- [TASK REQUIREMENTS]:
Copy out all of the records below word for word, omitting the pictures.

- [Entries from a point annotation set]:
++++++

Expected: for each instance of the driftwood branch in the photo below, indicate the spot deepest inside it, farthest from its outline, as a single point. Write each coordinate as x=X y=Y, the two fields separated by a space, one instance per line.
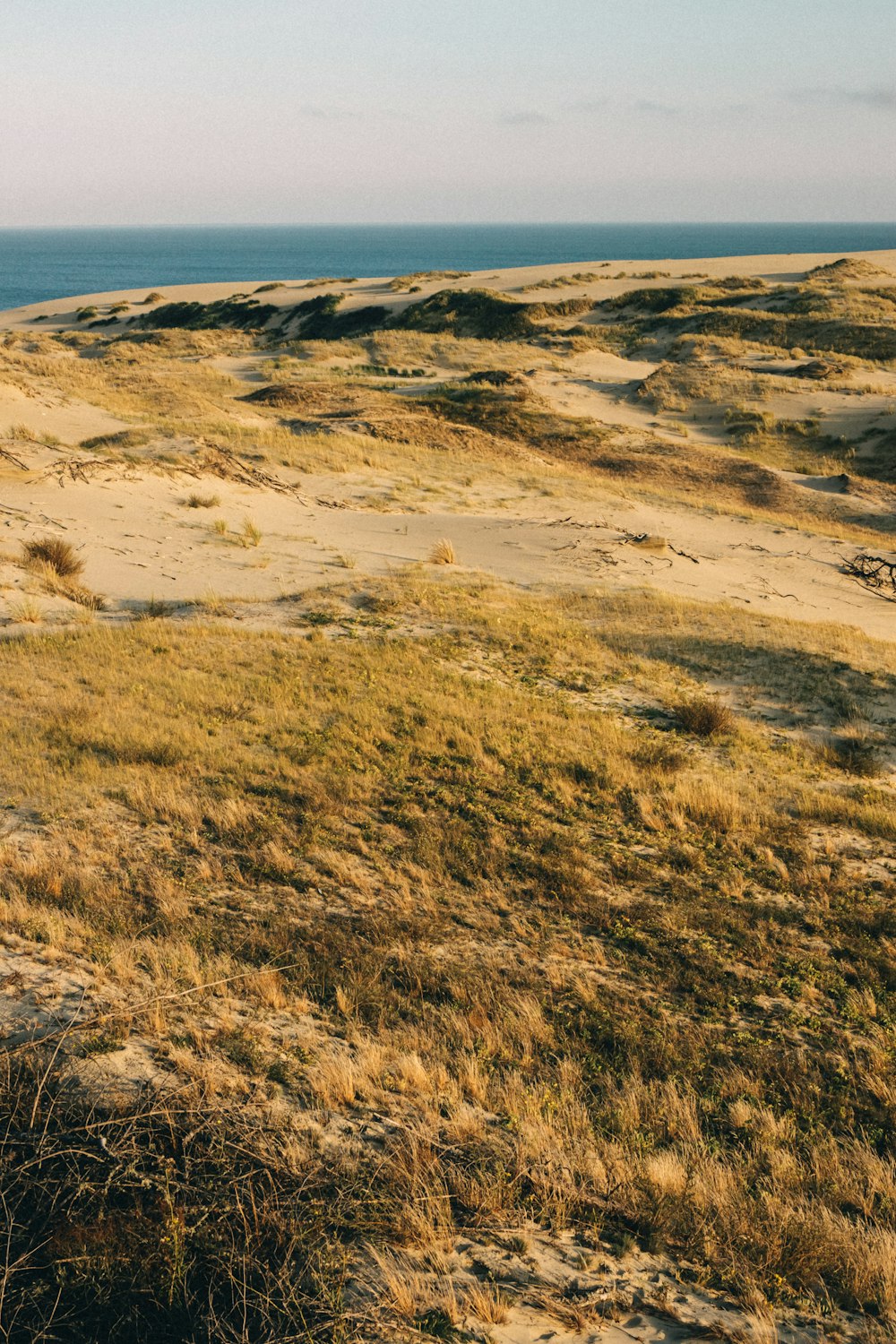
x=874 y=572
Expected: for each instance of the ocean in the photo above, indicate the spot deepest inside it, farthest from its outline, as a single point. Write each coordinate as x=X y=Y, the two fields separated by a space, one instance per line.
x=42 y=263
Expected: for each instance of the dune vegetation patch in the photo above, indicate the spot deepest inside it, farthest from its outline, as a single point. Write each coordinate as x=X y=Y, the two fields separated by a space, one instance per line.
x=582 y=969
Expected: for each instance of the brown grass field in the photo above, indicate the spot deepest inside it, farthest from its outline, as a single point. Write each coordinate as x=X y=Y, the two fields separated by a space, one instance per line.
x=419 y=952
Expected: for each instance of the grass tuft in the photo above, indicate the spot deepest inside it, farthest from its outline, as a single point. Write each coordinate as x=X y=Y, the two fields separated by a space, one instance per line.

++++++

- [IN RESPONSE]:
Expected: for each instance of the driftwood branch in the photo below, indicate the spot deepest inside it, farthest from its outline, as a single point. Write each coordinate as x=X y=Y, the two fields separated by a space, one instance per line.
x=874 y=572
Expected: for each instance of the ocean in the photo above, indicate the spot deepest inside it, farthest from its outline, as a single point. Write each coordinate as x=X y=Y, the two fields separated by a space, one instance per line.
x=42 y=263
Expected: for each instance of the dune vegetation patch in the photo above, indicate the spot deepest inside it, farthest from its outline, as a single point. Write each coordinate as x=X y=Y, the two fields separated by a space, one instance per line.
x=582 y=969
Expected: for each instance of the brown grass field in the photo above, indicate the spot deepest inside it, farthest from its outline, as a single point. Write each coordinate as x=X y=Y, the two fields separated by a space, one instance per line.
x=419 y=952
Expected: for each instance of the grass tuft in the photo above, indicate the spot deepest inside it, farthest from its outline, as a single point. Write each coordinate as x=X y=Y, the two fields separated by a space, one instance per line.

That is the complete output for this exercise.